* begin Document excerpt *

Secretary, Department of Social Security v Danielson
[1996] FCA 1133
•23 DECEMBER 1996
CATCHWORDS
SOCIAL SECURITY - Newstart Allowance benefits - whether evidence upon which AAT could conclude that false statement or false representation within s 1224 of the Social Security Act 1991 (Cth).
EVIDENCE - no direct evidence of fact in issue - whether AAT erred in law in concluding that there was therefore no evidence of that fact - inference available to be drawn from evidentiary facts.
Social Security Act 1991 (Cth) s 1224
Australian Broadcasting Tribunal v Bond (1990) 170 CLR 321
Hayes v Federal Commissioner of Taxation (1956) 96 CLR 47
Edward J Sweeney & Sons Inc v Texaco Inc 637 F2d 105 (3d Cir) (1980), cert denied 451 US 911 (1981)
Secretary, Department of Social Security v Leanne Susan Danielson
No QG 7 of 1996
Cooper J
Brisbane
23 December 1996
IN THE FEDERAL COURT OF AUSTRALIA
QUEENSLAND DISTRICT REGISTRY
GENERAL DIVISION
No QG 7 of 1996
On appeal from the General Administrative Division of
the Administrative Appeals Tribunal constituted by
Mr K L Beddoe Senior Member
BETWEEN:
SECRETARY, DEPARTMENT OF SOCIAL
SECURITY
Applicant
AND:
LEANNE SUSAN DANIELSON
Respondent
JUDGE MAKING ORDER: Cooper J
WHERE MADE: Brisbane
DATE OF ORDER: 23 December 1996
MINUTES OF ORDER
THE COURT ORDERS THAT:
The decision of the Administrative Appeals Tribunal given on 18 December 1995 be set aside.
The matter be remitted to the Administrative Appeals Tribunal to be determined in accordance with law and these reasons.
The applicant pay the respondent’s costs of and incidental to the appeal to be taxed if not agreed.
Note:Settlement and entry of orders is dealt with in Order 36 of the Federal Court Rules.
IN THE FEDERAL COURT OF AUSTRALIA
QUEENSLAND DISTRICT REGISTRY
GENERAL DIVISION
No QG 7 of 1996
On appeal from the General Administrative Division of
the Administrative Appeals Tribunal constituted by
Mr K L Beddoe Senior Member
BETWEEN:
SECRETARY, DEPARTMENT OF SOCIAL
SECURITY
Applicant
AND:
LEANNE SUSAN DANIELSON
Respondent
CORAM: Cooper J
PLACE: Brisbane
DATE: 23 December 1996
REASONS FOR JUDGMENT
Introduction
This is an application by way of appeal from a decision of the Administrative Appeals Tribunal (“the AAT”). The AAT affirmed a decision of the Social Security Appeals Tribunal (“the SSAT”) to set aside a decision by a delegate of the Department of Social Security (“the Department”). The Department had determined to raise and recover from the respondent, pursuant to s 1224 of the Social Security Act 1991 (Cth) (“the Act”), an amount of $1,166.54 paid to the respondent by way of Newstart Allowance benefits.
The question of law raised on the appeal is whether there was evidence before the AAT upon which it could properly find that the respondent made false statements or false
representations to the Department and that therefore the $1,166.54 was a debt due by the respondent to the Commonwealth within s 1224(1) of the Act. Whether or not there is evidence of a particular fact is a question of law (Australian Broadcasting Tribunal v Bond (1990) 170 CLR 321 at 355) and is properly the subject of an appeal to this Court from the AAT.

* end Document excerpt *

**Given instruction 1**:
In the entries from the line with "# target: <item>arched stucco wall</item>" to the line with "203], [183, 157]]]", switch "stucco" to "brick" and leave everything else as it is. Reproduce those lines without the pictures.

* begin Available data *

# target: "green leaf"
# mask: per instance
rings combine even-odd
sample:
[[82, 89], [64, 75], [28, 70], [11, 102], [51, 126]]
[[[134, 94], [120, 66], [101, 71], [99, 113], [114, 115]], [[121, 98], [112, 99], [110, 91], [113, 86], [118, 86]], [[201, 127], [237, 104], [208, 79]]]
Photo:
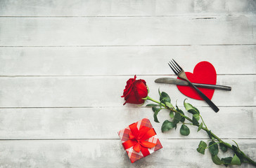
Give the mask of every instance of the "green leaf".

* end Available data *
* begin Available data *

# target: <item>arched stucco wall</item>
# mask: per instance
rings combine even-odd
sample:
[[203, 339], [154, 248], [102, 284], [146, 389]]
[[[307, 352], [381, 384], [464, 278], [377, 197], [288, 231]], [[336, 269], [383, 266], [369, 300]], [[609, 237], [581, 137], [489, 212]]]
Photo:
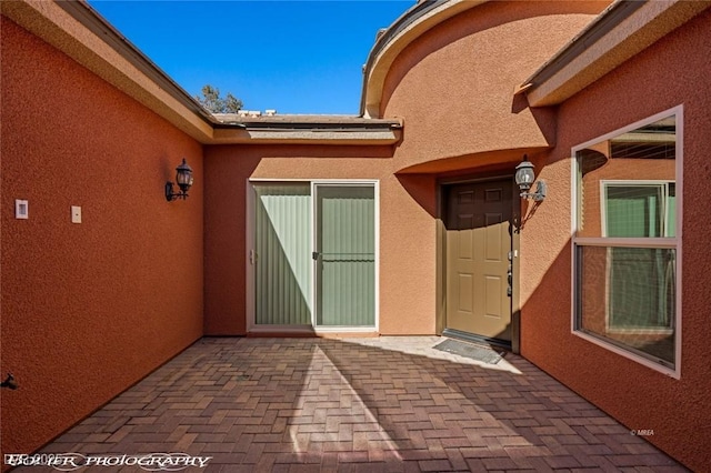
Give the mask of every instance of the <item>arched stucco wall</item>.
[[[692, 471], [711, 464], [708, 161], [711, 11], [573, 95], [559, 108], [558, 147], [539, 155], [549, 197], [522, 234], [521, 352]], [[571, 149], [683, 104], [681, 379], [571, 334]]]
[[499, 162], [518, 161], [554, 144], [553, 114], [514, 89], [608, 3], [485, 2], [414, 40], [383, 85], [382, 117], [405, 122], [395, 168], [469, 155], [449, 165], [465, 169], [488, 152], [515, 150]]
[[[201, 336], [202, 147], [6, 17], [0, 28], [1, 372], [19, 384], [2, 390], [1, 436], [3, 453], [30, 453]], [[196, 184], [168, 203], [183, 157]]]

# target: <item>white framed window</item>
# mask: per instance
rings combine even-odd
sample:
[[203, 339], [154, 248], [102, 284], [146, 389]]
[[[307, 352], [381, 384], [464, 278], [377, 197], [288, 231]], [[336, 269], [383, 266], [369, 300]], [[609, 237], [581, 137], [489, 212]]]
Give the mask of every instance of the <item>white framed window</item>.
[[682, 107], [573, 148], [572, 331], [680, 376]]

* end Available data *

**Given instruction 2**:
According to the court judgment, what amount did the Department determine to raise and recover from the respondent?

**Complete answer 1**:
# target: <item>arched brick wall</item>
# mask: per instance
rings combine even-odd
sample:
[[203, 339], [154, 248], [102, 284], [146, 389]]
[[[307, 352], [381, 384], [464, 278], [377, 197], [288, 231]], [[336, 269], [383, 266], [369, 300]], [[609, 237], [581, 137], [489, 212]]]
Photo:
Give the mask of every instance of the <item>arched brick wall</item>.
[[[692, 471], [711, 464], [708, 161], [711, 11], [573, 95], [559, 108], [558, 147], [539, 155], [549, 197], [522, 234], [521, 352]], [[571, 149], [683, 104], [681, 379], [571, 334]]]
[[499, 162], [518, 161], [554, 144], [553, 114], [514, 89], [608, 3], [485, 2], [414, 40], [383, 85], [382, 117], [405, 122], [395, 168], [469, 155], [449, 165], [465, 169], [488, 152], [515, 150]]
[[[201, 336], [202, 147], [6, 17], [0, 28], [1, 372], [19, 384], [2, 390], [1, 436], [3, 453], [30, 453]], [[196, 184], [168, 203], [183, 157]]]

**Complete answer 2**:
$1,166.54, paid to the respondent as Newstart Allowance benefits.